Artykuł:

* * * * *

Komisja była dla nas ważnym wydarzeniem. Sprowokowała Biuro Prezydenta do ponownego zaangażowania się w korespondencję z nami jeszcze przed jej obradami. Zaczęto nas pytać, czego potrzebujemy by zorganizować wybory. Określiliśmy potrzeby (udostępnienie lokali na osiedlach i wypożyczenie urn wyborczych). Początkowo od koordynatora komunikacji społecznej spółki otrzymaliśmy na te prośby odpowiedź odmowną. Dziś wiemy, że interwencja pani Marii Michułki, Dyrektorki Biura Nadzoru Właścicielskiego, zmieniła zupełnie gotowość miasta do pomocy. I szybko pojawił się kolejny mail od Łukasza Maślanki – tym razem otrzymaliśmy zapewnienie o wsparciu lokalami i urnami ze strony miasta. To ważne, bo przecież osiedla TBS-owe w znaczącej mierze zostały wybudowane bez pomieszczeń wspólnych dla mieszkańców, sal, które mogłyby spełnić funkcję chwilowego lokalu wyborczego.

* * * * *

Wiersze danych:

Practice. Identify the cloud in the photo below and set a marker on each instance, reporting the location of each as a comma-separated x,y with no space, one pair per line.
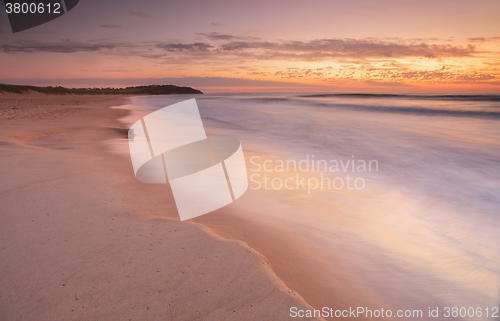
110,26
141,14
483,39
220,36
193,47
64,46
337,48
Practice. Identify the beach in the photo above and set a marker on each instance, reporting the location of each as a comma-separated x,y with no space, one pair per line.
354,202
82,239
402,218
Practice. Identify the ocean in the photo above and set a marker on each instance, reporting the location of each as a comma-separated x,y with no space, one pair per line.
380,201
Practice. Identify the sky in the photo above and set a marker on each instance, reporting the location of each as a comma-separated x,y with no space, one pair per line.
324,46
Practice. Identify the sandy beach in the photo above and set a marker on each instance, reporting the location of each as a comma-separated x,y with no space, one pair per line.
82,239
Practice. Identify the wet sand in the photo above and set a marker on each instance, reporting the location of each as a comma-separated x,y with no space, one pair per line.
82,239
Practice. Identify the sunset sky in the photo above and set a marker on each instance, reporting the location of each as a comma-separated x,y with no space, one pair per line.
335,46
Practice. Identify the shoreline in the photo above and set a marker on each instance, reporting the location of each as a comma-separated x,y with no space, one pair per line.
100,249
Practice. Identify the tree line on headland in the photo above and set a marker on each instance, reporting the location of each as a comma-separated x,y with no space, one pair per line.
135,90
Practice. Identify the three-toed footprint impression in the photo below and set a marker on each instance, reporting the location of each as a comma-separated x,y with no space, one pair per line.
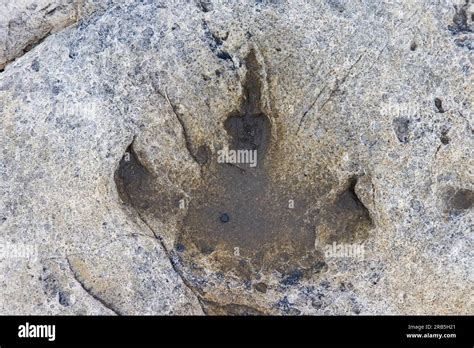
243,220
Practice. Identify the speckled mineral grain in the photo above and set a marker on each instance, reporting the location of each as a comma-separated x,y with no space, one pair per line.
113,199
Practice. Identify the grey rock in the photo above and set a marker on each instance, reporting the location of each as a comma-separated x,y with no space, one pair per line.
110,132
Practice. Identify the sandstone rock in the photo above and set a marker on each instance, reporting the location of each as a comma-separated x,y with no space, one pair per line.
23,24
111,131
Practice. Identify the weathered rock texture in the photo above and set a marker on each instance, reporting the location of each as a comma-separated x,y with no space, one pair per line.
361,114
25,23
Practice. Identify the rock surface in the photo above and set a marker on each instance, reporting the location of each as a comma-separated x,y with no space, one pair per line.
361,114
24,23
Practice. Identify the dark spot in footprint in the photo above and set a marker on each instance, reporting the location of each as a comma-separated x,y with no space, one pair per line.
401,126
439,105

* * * * *

Cel zadania: Przepisz dokładnie z artykułu o wyborach na osiedlach TBS wszystko od słów „Komisja była dla” aż po słowa „chwilowego lokalu wyborczego.”.

Rozwiązanie:
Komisja była dla nas ważnym wydarzeniem. Sprowokowała Biuro Prezydenta do ponownego zaangażowania się w korespondencję z nami jeszcze przed jej obradami. Zaczęto nas pytać, czego potrzebujemy by zorganizować wybory. Określiliśmy potrzeby (udostępnienie lokali na osiedlach i wypożyczenie urn wyborczych). Początkowo od koordynatora komunikacji społecznej spółki otrzymaliśmy na te prośby odpowiedź odmowną. Dziś wiemy, że interwencja pani Marii Michułki, Dyrektorki Biura Nadzoru Właścicielskiego, zmieniła zupełnie gotowość miasta do pomocy. I szybko pojawił się kolejny mail od Łukasza Maślanki – tym razem otrzymaliśmy zapewnienie o wsparciu lokalami i urnami ze strony miasta. To ważne, bo przecież osiedla TBS-owe w znaczącej mierze zostały wybudowane bez pomieszczeń wspólnych dla mieszkańców, sal, które mogłyby spełnić funkcję chwilowego lokalu wyborczego.